# [Task brief]
Copy every line from the one containing "For each instance of the man's chin, the" through the last line of the records below, both included, and nothing else.

# [Available data]
########

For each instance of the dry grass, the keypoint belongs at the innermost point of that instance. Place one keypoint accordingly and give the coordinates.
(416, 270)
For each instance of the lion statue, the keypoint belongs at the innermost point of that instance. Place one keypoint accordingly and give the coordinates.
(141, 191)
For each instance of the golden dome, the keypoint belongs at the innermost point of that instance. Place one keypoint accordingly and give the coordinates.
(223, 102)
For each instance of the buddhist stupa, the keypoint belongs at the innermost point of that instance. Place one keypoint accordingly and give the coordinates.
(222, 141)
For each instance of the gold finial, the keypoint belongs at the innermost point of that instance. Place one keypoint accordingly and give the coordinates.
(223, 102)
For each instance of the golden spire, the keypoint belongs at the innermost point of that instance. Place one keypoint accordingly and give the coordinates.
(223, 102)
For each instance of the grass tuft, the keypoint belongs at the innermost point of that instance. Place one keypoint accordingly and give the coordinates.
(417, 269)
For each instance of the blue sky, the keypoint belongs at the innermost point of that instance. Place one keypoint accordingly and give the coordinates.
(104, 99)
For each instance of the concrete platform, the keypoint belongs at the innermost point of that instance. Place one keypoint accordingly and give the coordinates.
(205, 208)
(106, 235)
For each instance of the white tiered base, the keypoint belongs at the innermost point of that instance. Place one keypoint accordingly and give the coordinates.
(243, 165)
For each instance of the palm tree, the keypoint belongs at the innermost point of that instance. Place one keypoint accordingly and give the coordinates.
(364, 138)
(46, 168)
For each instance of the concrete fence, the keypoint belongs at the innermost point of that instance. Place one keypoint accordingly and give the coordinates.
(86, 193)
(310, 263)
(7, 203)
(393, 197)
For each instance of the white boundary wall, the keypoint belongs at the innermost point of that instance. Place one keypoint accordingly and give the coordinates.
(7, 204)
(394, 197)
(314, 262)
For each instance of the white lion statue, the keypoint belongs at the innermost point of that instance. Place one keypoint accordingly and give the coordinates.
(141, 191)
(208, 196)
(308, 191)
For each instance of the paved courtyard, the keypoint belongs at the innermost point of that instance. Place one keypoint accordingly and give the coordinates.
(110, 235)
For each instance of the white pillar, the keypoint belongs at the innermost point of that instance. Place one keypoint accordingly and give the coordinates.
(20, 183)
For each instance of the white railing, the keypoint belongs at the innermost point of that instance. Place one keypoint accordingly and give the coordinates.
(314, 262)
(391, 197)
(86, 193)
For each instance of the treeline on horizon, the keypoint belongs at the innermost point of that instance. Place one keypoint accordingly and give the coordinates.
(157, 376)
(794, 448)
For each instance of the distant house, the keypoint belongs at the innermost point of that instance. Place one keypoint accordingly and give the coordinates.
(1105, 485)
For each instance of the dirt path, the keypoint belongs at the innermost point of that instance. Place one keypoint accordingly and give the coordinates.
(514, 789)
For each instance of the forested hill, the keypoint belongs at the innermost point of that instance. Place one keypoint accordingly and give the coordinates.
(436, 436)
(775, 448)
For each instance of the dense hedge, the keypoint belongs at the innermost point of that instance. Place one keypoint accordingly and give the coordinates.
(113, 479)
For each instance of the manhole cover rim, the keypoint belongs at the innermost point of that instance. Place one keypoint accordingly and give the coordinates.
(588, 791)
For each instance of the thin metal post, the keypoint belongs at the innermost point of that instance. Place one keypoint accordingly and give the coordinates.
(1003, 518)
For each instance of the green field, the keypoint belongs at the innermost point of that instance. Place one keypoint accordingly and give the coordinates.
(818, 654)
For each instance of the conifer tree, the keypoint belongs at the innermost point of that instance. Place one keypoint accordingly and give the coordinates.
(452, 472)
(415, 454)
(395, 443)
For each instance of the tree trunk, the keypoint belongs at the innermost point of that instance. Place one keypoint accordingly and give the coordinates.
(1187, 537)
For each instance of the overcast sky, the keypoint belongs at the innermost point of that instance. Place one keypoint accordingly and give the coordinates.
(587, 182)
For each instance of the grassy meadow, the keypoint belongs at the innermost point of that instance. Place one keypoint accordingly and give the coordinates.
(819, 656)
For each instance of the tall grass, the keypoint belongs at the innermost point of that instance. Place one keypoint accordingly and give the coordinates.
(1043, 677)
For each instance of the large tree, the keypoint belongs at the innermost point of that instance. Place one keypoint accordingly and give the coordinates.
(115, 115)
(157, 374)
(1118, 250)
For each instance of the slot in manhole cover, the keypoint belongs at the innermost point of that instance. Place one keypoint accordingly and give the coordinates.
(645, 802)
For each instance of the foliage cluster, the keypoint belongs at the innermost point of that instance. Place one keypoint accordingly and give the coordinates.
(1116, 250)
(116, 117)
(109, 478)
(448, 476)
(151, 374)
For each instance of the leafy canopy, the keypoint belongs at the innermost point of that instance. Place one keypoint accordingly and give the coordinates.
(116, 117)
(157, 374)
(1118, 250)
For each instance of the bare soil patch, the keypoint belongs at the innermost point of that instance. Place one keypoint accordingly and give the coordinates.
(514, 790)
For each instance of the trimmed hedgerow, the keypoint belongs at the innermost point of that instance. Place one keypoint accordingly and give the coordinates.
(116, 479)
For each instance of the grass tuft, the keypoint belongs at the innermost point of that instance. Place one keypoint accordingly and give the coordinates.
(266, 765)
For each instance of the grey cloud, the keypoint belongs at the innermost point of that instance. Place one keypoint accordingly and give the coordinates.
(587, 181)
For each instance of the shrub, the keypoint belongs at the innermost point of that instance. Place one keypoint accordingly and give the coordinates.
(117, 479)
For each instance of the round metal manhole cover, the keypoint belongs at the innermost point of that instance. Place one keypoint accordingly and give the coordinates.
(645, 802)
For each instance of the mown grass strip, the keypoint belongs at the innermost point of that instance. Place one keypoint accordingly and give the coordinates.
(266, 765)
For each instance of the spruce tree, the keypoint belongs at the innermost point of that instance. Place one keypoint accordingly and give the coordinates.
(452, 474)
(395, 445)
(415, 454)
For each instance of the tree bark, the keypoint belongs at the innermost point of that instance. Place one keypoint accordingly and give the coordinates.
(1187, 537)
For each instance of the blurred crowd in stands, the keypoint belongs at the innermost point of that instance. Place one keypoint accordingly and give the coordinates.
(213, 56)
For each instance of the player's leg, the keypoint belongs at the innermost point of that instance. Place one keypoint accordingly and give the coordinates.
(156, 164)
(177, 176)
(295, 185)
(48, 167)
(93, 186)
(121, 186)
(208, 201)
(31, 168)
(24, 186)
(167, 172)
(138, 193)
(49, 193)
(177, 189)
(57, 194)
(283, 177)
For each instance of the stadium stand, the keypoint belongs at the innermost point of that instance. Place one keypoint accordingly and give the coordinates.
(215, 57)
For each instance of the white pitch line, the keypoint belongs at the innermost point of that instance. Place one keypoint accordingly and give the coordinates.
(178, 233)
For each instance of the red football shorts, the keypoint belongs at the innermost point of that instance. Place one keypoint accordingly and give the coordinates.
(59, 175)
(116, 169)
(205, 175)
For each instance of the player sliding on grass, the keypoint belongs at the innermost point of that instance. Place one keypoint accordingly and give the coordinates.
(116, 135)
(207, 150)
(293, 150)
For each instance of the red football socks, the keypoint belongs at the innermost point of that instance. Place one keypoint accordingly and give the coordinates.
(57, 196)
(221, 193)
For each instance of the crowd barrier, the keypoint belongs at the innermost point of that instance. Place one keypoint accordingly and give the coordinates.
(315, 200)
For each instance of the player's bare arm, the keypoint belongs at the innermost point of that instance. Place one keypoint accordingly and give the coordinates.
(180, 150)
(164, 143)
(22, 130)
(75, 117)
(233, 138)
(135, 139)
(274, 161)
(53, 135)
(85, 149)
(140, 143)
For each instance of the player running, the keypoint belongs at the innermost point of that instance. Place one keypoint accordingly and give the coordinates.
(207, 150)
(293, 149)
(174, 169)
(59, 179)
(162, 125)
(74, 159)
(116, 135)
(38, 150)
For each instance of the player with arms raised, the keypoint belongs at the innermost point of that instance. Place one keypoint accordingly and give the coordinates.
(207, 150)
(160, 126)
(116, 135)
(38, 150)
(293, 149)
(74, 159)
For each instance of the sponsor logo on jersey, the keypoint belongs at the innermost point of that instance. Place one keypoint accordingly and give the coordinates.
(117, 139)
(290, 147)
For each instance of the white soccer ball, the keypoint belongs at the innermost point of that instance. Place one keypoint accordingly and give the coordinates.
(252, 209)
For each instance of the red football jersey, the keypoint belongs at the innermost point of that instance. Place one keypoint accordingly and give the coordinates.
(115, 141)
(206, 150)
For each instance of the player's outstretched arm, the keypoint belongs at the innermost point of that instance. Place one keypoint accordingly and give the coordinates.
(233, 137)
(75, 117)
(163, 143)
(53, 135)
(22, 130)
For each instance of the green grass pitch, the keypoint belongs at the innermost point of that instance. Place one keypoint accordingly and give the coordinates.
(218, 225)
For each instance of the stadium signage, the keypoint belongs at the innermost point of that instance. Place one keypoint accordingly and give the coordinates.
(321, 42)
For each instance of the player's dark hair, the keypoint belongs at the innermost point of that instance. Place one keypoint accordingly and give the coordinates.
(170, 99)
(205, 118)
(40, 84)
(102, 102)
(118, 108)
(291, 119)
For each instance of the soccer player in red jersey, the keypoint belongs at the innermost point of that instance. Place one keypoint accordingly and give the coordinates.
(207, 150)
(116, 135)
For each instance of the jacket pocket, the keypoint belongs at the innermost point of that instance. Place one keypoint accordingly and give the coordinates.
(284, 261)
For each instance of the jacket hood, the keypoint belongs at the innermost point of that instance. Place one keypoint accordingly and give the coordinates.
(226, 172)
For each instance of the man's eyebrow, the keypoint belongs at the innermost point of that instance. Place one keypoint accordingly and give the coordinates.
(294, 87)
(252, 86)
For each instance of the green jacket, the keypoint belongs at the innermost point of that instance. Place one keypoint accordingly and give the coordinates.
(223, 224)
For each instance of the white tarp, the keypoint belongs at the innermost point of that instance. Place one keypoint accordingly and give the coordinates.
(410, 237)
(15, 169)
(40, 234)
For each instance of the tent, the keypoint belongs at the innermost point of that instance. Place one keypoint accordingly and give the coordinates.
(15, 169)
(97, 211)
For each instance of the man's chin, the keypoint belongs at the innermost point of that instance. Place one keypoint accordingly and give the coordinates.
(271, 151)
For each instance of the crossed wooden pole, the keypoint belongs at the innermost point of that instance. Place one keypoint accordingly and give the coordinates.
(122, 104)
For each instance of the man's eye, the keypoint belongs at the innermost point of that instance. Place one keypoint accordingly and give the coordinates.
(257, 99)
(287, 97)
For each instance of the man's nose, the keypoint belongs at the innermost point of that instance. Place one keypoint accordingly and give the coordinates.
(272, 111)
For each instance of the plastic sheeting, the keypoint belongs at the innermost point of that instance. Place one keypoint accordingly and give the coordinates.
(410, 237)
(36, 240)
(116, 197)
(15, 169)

########

# [Task result]
For each instance of the man's chin, the keypoint belongs at the innermost point of that instance. Place one keypoint accordingly and give the coordinates.
(271, 151)
For each instance of the crossed wooden pole, the keypoint belongs at the innermost point of that instance. Place one keypoint accordingly and give the coordinates.
(122, 104)
For each instance of the man's eye, the keypoint belongs at the innermost point of that instance. Place one keypoint accordingly and give the coordinates.
(257, 99)
(287, 97)
For each instance of the man's nose, the keypoint belongs at the innermost point of that instance. Place one keypoint accordingly and give the coordinates.
(272, 111)
For each instance of the plastic sheeting, the keypoint belongs at the innermost point of that instance. Place one keypoint accordingly and give the coordinates.
(410, 237)
(36, 240)
(116, 197)
(15, 169)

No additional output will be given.